WHAT YOU SHOULD DO >> Using the entries that follow, state how many lines contain "glass", with no other words.

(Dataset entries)
%%

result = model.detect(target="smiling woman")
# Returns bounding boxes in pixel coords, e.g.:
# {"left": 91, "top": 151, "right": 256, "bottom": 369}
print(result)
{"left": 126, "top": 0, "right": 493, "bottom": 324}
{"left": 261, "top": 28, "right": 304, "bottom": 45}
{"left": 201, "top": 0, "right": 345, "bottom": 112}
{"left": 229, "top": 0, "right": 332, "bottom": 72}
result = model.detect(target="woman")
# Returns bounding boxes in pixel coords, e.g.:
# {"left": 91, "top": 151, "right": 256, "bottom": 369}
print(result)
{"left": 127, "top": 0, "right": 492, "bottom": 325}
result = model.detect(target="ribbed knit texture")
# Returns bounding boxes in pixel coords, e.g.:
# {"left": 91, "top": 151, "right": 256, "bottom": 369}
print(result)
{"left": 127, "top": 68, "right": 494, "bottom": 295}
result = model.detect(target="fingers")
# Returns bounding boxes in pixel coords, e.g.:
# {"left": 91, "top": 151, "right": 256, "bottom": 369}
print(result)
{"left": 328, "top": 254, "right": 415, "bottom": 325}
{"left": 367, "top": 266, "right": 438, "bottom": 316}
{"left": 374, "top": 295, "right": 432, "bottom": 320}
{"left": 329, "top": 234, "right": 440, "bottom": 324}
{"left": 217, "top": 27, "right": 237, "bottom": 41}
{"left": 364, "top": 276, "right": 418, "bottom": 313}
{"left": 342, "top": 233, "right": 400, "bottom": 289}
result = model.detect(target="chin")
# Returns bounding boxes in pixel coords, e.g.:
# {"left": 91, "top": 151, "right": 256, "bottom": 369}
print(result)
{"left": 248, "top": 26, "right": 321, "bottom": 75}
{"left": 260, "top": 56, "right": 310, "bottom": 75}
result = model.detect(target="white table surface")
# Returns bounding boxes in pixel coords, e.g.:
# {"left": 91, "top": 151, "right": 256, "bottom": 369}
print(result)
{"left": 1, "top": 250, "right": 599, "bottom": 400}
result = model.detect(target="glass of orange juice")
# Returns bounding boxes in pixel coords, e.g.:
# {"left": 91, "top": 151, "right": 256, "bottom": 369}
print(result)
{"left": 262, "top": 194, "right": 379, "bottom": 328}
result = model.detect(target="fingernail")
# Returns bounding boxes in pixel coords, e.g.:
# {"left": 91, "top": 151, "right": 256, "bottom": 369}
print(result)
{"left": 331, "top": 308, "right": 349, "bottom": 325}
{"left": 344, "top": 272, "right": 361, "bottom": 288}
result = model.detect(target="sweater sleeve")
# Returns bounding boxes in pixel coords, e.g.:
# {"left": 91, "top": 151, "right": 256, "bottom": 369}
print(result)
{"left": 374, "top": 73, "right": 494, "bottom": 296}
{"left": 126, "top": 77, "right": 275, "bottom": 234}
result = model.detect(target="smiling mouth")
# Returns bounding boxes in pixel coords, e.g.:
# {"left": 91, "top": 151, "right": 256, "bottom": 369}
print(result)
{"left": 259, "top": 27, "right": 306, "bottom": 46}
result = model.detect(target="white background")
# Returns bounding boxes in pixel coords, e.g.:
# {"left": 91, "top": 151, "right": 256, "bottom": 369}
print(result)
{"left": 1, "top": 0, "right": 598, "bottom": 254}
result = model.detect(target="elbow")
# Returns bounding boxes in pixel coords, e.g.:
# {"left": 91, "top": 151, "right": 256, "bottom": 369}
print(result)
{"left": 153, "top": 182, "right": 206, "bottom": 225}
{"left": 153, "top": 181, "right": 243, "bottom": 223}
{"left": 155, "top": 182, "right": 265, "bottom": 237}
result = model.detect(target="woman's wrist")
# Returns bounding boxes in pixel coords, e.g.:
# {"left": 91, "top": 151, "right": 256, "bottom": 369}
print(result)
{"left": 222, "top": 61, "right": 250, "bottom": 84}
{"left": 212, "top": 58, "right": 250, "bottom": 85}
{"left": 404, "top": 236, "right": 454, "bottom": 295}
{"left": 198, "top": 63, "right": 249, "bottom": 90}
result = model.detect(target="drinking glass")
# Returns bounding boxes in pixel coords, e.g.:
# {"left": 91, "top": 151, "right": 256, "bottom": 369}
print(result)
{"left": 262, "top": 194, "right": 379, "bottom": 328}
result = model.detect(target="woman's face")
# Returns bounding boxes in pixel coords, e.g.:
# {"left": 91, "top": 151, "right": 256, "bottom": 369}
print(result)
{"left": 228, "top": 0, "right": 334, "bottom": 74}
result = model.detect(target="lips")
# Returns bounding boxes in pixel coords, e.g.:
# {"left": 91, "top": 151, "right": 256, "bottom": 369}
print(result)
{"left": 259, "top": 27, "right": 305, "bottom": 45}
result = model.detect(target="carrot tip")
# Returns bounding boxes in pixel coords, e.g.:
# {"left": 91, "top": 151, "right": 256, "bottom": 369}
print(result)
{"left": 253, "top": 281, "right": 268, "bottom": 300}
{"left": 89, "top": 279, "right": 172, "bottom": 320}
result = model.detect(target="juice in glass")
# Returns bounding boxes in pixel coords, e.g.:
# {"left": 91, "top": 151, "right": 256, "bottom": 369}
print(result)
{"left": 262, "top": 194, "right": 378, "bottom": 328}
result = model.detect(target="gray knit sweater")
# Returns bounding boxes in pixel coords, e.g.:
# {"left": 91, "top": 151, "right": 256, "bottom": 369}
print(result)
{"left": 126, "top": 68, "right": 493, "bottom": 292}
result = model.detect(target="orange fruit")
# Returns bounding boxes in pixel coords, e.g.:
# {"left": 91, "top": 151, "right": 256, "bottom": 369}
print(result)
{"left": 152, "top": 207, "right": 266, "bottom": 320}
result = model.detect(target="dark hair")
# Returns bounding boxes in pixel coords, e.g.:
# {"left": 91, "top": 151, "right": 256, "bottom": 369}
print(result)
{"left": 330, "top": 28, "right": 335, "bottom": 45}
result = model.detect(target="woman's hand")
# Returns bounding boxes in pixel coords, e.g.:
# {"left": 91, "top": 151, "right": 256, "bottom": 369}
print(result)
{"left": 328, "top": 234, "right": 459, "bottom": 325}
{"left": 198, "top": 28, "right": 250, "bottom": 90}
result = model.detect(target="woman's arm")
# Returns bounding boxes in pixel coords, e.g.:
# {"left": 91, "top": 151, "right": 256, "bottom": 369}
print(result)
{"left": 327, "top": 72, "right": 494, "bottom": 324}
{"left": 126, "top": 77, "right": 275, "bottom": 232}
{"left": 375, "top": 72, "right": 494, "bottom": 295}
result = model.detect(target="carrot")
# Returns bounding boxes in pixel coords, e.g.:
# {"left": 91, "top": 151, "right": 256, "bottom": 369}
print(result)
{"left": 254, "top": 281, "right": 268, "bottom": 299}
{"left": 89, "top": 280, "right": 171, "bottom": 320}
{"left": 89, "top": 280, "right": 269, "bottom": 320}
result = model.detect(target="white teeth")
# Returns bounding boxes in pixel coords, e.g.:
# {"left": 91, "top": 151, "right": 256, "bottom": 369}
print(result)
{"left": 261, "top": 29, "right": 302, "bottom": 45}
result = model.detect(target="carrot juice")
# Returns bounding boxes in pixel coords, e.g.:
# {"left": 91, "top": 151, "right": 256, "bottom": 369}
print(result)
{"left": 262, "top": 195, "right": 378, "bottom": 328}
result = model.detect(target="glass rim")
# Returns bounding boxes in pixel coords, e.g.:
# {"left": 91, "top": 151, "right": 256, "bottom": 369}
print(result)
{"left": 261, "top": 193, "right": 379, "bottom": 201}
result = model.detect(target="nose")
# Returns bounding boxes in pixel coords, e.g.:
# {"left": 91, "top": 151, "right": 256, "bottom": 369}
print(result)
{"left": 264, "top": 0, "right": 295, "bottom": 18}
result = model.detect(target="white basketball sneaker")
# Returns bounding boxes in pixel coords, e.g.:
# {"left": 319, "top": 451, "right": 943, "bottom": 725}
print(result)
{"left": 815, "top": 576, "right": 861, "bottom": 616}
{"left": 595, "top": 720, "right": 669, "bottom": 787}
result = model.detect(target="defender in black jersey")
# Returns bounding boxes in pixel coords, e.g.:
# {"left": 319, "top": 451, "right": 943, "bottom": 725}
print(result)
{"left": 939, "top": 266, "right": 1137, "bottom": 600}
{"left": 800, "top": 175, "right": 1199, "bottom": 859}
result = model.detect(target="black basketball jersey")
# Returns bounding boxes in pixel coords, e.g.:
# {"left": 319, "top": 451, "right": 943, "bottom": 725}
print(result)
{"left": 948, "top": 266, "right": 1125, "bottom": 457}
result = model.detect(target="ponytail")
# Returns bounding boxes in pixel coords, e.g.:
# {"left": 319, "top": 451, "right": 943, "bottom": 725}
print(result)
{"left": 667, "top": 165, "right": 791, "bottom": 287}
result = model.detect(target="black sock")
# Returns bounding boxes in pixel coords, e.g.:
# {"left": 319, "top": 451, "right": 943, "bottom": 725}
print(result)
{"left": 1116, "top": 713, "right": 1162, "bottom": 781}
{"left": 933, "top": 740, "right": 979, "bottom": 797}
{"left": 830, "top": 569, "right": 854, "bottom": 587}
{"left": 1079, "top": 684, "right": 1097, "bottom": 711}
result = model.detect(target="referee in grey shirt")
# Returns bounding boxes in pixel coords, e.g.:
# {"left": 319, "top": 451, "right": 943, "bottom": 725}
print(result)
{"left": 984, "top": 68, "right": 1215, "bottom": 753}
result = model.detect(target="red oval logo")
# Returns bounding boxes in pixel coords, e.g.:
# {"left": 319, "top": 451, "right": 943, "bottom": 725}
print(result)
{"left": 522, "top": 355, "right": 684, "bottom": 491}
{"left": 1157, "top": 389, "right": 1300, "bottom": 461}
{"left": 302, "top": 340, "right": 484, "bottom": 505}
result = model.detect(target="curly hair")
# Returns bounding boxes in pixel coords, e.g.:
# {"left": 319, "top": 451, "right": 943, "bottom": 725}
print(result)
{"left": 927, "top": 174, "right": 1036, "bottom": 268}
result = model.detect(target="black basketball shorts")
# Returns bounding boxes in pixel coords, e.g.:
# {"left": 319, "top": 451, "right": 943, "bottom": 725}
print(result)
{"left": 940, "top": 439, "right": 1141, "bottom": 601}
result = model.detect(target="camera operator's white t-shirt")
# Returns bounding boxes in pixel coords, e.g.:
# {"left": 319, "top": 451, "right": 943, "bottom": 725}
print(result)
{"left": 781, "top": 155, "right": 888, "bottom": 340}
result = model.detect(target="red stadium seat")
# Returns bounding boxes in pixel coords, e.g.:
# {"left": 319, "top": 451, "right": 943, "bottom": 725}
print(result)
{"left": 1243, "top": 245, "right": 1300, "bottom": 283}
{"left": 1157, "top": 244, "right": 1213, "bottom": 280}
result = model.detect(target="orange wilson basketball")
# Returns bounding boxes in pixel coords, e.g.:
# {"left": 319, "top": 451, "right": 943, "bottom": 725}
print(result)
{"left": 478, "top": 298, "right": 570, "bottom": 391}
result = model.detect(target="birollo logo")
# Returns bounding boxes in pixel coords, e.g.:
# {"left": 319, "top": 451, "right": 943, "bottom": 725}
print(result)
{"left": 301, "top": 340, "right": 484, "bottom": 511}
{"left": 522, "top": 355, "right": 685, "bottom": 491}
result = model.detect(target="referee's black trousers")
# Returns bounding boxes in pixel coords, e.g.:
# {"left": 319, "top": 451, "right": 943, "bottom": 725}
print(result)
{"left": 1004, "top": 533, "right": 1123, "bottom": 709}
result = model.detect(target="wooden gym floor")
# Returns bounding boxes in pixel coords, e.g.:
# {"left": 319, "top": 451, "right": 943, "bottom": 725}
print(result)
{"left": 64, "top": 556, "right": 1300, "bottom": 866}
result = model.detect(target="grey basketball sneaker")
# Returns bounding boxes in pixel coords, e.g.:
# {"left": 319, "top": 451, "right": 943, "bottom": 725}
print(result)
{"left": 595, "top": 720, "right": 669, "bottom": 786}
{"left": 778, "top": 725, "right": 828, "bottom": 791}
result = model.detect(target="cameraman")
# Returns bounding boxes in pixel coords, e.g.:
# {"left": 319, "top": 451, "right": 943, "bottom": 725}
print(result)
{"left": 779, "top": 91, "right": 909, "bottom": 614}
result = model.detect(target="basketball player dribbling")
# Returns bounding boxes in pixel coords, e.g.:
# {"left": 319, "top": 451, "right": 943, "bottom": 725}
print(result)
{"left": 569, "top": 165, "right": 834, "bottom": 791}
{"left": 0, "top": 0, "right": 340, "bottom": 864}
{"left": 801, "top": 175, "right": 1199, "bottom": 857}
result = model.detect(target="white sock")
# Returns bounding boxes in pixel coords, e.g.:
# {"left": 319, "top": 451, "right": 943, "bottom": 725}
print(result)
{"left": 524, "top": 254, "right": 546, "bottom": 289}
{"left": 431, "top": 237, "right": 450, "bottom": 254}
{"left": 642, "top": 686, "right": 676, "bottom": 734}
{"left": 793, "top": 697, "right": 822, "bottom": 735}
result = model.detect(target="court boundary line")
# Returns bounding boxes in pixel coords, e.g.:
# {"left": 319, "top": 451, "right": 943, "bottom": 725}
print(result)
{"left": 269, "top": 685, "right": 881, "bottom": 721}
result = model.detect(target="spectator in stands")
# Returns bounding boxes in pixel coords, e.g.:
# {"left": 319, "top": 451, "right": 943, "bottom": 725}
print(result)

%%

RESPONSE TO THE EXERCISE >> 4